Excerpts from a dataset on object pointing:

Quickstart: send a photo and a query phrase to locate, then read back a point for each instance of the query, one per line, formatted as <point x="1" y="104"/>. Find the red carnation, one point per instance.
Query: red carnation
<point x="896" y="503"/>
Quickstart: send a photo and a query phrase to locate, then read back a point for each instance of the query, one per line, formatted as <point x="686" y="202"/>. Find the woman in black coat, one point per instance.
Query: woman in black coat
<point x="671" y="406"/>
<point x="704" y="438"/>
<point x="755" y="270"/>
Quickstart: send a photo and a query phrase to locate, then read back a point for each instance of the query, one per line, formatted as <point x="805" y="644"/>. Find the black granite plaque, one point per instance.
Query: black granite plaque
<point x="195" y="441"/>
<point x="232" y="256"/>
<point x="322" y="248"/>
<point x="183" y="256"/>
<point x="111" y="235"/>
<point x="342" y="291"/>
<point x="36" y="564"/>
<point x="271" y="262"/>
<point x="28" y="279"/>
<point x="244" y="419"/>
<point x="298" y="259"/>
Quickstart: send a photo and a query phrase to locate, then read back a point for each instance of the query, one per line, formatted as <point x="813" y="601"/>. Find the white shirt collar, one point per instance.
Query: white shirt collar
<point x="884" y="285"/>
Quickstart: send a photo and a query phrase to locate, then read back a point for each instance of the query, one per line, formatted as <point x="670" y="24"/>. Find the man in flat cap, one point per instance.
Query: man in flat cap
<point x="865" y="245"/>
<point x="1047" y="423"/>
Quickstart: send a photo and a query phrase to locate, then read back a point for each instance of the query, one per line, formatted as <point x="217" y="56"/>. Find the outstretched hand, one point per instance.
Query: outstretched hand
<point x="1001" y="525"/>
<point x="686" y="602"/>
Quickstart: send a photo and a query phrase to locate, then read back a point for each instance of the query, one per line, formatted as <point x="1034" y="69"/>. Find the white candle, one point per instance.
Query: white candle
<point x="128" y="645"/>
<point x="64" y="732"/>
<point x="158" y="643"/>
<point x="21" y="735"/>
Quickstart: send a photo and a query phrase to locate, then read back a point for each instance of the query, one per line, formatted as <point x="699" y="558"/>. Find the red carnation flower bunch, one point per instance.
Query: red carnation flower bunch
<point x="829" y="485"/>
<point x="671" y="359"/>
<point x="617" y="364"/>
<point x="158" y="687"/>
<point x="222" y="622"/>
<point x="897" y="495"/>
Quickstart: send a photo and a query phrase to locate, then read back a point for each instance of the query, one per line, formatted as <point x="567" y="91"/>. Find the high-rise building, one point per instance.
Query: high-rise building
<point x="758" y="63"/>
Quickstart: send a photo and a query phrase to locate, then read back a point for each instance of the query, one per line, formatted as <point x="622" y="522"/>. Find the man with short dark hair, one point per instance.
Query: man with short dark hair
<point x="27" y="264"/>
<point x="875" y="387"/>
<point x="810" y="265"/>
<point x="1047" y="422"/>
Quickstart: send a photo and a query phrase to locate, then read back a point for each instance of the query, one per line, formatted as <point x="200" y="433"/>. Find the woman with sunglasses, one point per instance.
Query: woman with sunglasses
---
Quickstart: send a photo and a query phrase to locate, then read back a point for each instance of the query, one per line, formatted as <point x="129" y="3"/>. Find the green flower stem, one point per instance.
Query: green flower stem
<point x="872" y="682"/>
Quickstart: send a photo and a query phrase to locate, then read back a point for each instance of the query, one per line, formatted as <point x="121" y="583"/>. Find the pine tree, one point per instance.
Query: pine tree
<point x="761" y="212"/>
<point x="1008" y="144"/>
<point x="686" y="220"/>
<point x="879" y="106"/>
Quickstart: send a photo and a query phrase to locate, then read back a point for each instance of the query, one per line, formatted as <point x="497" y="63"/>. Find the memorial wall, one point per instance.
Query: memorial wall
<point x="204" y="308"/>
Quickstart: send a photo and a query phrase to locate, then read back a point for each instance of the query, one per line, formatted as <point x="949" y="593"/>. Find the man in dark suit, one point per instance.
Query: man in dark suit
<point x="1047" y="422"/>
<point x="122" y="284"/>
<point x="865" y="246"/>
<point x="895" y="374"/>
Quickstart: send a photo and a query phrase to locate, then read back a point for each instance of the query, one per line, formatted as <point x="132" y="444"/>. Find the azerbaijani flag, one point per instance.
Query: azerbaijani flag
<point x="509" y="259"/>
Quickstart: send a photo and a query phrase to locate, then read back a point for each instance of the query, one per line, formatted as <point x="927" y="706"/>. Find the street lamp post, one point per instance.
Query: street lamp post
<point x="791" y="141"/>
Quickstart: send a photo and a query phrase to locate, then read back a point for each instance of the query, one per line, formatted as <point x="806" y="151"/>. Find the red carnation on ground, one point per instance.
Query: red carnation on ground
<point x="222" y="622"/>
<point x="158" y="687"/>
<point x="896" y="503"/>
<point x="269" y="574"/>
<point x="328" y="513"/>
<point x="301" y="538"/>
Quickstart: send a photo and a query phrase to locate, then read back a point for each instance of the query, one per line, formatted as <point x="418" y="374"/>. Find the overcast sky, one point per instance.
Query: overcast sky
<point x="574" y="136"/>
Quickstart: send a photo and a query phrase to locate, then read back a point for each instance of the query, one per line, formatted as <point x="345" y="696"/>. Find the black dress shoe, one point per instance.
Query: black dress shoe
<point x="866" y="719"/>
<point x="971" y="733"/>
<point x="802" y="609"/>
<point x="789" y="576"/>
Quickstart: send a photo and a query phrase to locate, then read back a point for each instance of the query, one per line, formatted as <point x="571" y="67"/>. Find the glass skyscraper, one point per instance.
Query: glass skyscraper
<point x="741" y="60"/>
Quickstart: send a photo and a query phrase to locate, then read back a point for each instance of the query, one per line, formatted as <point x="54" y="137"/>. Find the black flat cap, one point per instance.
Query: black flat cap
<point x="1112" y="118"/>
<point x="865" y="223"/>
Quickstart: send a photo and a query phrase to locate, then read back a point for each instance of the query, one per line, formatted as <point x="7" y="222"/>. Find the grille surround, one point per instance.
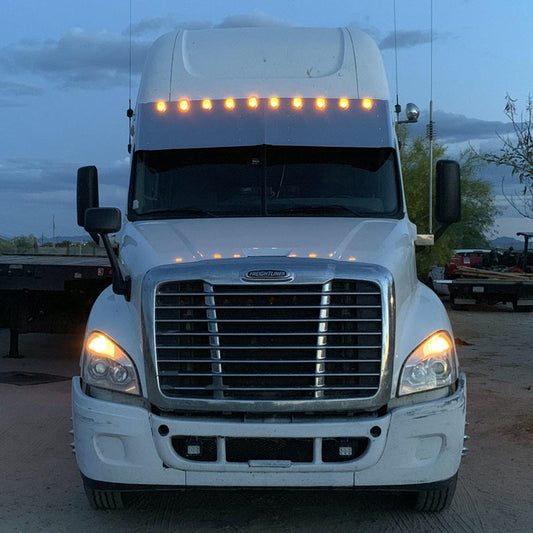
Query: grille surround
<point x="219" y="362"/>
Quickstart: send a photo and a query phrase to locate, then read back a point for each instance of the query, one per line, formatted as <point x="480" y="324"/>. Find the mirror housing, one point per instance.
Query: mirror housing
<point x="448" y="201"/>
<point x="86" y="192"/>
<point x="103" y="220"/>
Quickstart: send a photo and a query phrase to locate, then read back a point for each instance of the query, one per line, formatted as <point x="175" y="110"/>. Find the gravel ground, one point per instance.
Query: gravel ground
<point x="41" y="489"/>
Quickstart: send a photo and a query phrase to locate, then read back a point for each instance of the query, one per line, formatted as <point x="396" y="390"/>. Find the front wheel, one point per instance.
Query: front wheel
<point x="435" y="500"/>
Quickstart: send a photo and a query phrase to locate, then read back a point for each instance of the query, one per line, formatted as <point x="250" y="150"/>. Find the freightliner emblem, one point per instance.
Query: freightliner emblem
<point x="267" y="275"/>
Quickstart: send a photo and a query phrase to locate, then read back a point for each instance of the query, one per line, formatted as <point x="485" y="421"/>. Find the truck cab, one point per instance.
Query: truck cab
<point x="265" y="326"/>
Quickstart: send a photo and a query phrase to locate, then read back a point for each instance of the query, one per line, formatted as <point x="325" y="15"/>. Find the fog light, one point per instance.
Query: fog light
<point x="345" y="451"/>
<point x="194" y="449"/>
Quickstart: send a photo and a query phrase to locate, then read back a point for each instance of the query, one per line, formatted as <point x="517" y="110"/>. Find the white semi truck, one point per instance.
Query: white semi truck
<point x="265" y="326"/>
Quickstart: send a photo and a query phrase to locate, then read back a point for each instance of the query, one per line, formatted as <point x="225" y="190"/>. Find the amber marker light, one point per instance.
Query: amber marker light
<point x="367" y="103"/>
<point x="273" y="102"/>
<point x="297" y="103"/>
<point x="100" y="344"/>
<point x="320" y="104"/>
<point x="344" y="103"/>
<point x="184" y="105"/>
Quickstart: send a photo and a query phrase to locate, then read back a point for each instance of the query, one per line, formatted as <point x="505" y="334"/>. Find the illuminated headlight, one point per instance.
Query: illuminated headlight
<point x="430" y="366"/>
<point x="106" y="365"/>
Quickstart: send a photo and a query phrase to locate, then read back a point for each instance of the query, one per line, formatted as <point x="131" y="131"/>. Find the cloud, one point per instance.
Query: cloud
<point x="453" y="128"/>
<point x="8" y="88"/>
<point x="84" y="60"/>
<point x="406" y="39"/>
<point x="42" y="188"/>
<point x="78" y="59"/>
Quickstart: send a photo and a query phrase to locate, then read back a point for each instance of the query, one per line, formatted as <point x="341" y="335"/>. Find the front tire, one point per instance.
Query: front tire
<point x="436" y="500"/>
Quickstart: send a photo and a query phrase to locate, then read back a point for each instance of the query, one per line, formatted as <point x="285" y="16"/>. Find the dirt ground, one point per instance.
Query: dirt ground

▶ [PROBLEM DETAILS] Which lines in the items above contain the word "marker"? Find every one and copy each line out in full, matching case exactly.

▶ [RESULT FOR THIS TASK]
Quickstart: send a photo and a query phrase to locate, then read back a point for each instance of the query, one per line, formatted as <point x="225" y="190"/>. Find the amber marker light, one point per instance.
Query: amber marker light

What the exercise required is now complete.